Brano fornito =>
╔══
In realtà il termine “utopia” nasce come idea di un sogno irrealizzabile.
Kant fornirà una fondazione concettuale della funzione dell’utopia nella storia, quella “regolativa” delle idee trascendentali, che possono orientare verso finalità metastoriche, imponendo il progressivo affermarsi, nella storia, del diritto sulla forza, della pace contro la guerra di tutti contro tutti di cui parlava Hobbes.
Nel pensiero contemporaneo il termine ha assunto nuovi significati e nuovi sviluppi. Nella “Dialettica negativa” di Adorno e negli scritti di Habermas, della Scuola di Francoforte, l’ utopia non è più considerata sempre irrealizzabile.
Ernst Block considera la natura come processo e pone il principio di speranza nella materia. L’ utopia sarebbe, per lui, una sorta di costante culturale che si manifesta nell’ arte, nei movimenti sociali, nelle aspirazioni religiose, nel sapere critico, dovunque l’ immaginazione faccia scaturire dal presente, provvisorio e instabile, in immagini o abbozzi, ciò che di esso contiene il futuro.
╚══
Compiti da svolgere =>
a) Secondo il brano sull'utopia, in che cosa Ernst Block pone il principio di speranza?
b) Trascrivi dal brano sull'utopia il passo che comincia con "Nel pensiero contemporaneo" e termina con "contiene il futuro.".
Le voci riportate di seguito costituiscono materiale a sé, distinto dal brano sull'utopia.

Contenuto del dataset =>
╔══
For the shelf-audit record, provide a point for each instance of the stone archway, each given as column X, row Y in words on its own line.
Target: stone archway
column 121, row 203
╚══
╔══
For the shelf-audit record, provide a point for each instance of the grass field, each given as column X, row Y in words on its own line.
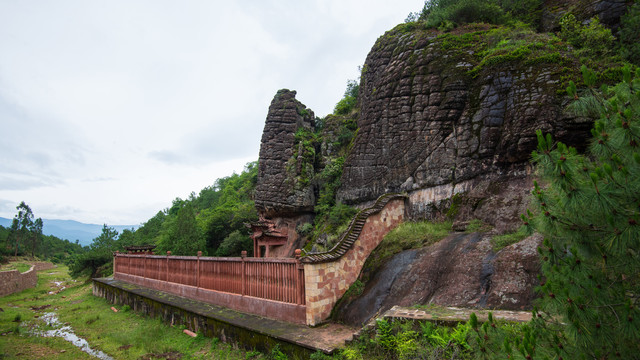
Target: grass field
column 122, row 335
╚══
╔══
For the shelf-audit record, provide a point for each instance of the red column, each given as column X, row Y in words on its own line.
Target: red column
╚══
Esercizio svolto =>
a) Nella materia.

b)
Nel pensiero contemporaneo il termine ha assunto nuovi significati e nuovi sviluppi. Nella “Dialettica negativa” di Adorno e negli scritti di Habermas, della Scuola di Francoforte, l’ utopia non è più considerata sempre irrealizzabile.
Ernst Block considera la natura come processo e pone il principio di speranza nella materia. L’ utopia sarebbe, per lui, una sorta di costante culturale che si manifesta nell’ arte, nei movimenti sociali, nelle aspirazioni religiose, nel sapere critico, dovunque l’ immaginazione faccia scaturire dal presente, provvisorio e instabile, in immagini o abbozzi, ciò che di esso contiene il futuro.